--- WHAT NEEDS TO BE DONE ---
Report back each line of the data that contains the word "pillar".

┌──

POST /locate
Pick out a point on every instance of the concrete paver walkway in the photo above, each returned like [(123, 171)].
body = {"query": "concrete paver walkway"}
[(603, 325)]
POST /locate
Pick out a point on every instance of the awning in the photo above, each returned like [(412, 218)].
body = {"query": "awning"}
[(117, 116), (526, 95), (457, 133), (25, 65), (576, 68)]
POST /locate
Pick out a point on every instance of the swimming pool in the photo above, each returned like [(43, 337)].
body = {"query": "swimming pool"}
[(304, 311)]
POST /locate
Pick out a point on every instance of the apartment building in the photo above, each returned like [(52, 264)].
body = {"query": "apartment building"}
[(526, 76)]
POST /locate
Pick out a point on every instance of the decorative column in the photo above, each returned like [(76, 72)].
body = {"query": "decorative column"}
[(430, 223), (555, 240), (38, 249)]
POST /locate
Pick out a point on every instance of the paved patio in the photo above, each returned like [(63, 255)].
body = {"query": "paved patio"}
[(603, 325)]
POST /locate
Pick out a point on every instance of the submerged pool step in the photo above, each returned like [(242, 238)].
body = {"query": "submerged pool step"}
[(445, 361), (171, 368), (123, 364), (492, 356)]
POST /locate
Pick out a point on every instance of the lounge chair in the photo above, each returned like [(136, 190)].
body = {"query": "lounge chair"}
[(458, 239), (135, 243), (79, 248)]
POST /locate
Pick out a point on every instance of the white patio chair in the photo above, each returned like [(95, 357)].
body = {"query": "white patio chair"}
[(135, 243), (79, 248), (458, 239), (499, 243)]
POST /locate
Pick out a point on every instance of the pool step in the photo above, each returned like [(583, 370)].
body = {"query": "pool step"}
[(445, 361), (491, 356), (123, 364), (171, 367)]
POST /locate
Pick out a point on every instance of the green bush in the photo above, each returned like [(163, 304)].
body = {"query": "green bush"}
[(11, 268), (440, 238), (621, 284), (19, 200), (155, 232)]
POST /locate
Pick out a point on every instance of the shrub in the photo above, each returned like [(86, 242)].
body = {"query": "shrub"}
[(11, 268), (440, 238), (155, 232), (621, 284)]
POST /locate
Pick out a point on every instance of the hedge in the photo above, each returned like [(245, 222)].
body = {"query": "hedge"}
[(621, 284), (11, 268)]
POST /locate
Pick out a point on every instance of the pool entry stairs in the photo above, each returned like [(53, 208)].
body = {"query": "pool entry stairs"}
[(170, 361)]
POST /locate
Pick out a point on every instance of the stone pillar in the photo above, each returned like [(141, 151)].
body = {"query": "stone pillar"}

└──

--- RESPONSE TO THIS EXERCISE ---
Pick out a point on every instance of the stone pillar in the photo above, each returned like [(141, 151)].
body = {"query": "stone pillar"}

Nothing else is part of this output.